EXERCISE GOAL
Find "of the laptop" in the material below, then copy that line and every subsequent line to the end, exactly.

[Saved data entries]
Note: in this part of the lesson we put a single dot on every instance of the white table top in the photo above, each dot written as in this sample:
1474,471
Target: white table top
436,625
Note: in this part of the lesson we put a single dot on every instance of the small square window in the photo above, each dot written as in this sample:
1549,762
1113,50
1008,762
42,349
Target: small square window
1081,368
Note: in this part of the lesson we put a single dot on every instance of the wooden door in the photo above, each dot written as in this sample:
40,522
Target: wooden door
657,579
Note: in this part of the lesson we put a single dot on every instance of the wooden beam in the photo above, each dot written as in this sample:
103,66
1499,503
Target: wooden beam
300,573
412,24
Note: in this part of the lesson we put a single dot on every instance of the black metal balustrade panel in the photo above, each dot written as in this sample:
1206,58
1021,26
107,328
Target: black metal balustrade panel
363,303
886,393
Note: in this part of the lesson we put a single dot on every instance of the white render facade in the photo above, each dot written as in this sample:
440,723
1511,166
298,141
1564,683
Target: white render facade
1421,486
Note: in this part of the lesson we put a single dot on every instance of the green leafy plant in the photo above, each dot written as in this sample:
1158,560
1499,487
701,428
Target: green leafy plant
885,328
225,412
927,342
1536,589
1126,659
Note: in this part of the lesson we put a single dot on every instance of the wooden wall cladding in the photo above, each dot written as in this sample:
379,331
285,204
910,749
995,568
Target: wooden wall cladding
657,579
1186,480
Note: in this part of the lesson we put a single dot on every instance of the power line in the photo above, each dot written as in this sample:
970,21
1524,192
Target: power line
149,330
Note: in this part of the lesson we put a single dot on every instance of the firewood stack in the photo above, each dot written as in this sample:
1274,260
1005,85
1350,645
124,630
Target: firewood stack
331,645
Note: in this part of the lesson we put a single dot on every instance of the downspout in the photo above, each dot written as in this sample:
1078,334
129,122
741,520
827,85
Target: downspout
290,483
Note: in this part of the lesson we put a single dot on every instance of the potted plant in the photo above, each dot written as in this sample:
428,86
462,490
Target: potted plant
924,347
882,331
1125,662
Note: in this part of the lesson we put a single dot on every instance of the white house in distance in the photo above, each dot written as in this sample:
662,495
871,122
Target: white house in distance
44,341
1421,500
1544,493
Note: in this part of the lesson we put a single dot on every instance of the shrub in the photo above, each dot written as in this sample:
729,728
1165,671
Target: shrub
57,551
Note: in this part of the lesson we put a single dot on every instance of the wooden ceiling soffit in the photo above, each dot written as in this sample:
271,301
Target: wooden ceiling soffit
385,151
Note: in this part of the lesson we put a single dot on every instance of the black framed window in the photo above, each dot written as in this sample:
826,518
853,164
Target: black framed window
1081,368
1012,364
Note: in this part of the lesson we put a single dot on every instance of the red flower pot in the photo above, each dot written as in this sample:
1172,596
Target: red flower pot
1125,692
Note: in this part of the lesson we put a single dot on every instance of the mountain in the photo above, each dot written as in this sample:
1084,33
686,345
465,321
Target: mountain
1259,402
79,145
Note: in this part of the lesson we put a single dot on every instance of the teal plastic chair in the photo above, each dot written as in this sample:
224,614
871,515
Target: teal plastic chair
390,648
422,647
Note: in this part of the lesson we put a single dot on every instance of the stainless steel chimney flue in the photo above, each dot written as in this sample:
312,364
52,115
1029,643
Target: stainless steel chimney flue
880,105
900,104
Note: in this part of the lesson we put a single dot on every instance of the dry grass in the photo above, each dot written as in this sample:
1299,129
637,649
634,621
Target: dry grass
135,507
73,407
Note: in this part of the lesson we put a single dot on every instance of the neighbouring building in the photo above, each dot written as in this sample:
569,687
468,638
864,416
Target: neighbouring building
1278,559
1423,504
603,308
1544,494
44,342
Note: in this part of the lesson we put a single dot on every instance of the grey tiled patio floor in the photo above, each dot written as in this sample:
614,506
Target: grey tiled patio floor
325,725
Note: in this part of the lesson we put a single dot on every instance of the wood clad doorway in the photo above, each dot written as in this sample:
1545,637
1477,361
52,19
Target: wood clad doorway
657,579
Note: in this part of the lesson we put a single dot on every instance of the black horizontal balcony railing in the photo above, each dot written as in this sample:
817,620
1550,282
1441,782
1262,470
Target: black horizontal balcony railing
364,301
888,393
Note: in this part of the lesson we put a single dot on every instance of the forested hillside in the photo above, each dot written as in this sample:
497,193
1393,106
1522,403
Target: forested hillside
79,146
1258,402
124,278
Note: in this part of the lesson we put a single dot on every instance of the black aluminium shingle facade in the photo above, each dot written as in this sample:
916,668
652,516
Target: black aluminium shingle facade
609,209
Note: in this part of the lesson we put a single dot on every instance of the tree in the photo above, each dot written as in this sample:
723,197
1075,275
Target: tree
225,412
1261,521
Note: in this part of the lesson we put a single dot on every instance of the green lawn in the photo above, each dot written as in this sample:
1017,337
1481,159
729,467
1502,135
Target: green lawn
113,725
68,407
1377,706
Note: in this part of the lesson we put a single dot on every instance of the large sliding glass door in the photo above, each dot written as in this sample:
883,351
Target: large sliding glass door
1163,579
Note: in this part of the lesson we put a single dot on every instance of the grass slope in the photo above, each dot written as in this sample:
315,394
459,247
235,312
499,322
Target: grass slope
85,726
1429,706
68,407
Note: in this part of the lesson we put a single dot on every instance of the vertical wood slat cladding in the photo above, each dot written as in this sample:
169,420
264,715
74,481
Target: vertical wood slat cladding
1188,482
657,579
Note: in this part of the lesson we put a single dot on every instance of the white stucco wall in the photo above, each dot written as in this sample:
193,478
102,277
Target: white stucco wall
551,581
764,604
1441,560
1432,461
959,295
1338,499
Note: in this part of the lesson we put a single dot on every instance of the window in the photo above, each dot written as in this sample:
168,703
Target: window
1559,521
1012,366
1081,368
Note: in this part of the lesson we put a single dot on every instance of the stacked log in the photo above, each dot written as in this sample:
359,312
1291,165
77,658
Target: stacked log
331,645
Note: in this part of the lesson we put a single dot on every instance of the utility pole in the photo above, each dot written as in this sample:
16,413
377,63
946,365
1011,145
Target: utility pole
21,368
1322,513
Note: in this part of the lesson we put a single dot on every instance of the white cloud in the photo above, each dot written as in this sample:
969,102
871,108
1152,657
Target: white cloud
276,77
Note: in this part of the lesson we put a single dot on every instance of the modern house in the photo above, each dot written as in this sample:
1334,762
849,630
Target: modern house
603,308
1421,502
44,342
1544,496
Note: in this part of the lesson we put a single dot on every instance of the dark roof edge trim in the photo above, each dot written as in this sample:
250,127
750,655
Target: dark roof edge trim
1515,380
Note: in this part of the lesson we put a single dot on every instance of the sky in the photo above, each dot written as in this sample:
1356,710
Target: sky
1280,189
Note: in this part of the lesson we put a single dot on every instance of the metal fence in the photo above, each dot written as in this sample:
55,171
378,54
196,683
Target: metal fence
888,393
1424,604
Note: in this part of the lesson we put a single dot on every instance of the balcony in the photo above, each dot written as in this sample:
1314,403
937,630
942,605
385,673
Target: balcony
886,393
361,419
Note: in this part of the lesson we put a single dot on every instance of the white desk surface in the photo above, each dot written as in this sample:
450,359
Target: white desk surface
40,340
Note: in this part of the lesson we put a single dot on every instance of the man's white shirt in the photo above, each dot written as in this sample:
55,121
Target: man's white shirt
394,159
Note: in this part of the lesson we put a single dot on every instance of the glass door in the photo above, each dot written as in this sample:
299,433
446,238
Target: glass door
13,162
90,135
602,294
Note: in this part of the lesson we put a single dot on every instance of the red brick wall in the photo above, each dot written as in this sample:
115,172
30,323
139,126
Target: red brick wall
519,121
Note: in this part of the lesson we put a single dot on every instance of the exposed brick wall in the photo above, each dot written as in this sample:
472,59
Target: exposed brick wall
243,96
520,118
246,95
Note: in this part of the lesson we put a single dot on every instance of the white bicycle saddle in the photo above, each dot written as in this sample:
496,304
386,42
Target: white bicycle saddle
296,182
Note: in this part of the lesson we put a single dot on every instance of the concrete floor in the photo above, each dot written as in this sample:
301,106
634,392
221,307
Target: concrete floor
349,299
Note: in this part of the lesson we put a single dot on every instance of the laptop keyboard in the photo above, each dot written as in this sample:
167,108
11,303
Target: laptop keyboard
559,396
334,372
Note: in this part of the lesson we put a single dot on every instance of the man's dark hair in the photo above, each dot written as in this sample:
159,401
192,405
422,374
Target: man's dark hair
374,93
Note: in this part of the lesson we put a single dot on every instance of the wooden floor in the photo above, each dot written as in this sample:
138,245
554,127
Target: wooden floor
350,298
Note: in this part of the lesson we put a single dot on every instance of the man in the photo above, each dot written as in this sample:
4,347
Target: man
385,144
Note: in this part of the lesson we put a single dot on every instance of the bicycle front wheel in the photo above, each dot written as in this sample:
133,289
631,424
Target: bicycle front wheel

FULL RESPONSE
Note: in this part of the lesson we put a single dot on every instance of the laptop keyboard in the photo above, each dot written as in this sample:
167,108
11,303
Target: laptop keyboard
559,396
334,372
Note: in this part of the lesson we put a single dot on every instance of the man's dark hair in the photo above, each dot written as in this sample:
159,401
192,405
422,374
Target: man's dark hair
374,93
Note: in this part of the lesson we put a single dot on every instance of the wooden floor in the photo above, each dot written as in this sample:
138,245
554,127
Target: wooden floor
350,298
Note: in this part of the lesson we put a single dot on every instance of the man in the photo above, each dot written as in this sample:
4,347
Target: man
385,144
Note: in this part of the lesson we put a single dot on every instance of the bicycle front wheel in the photo above, each dot written as in this sample:
133,289
631,424
Target: bicycle front wheel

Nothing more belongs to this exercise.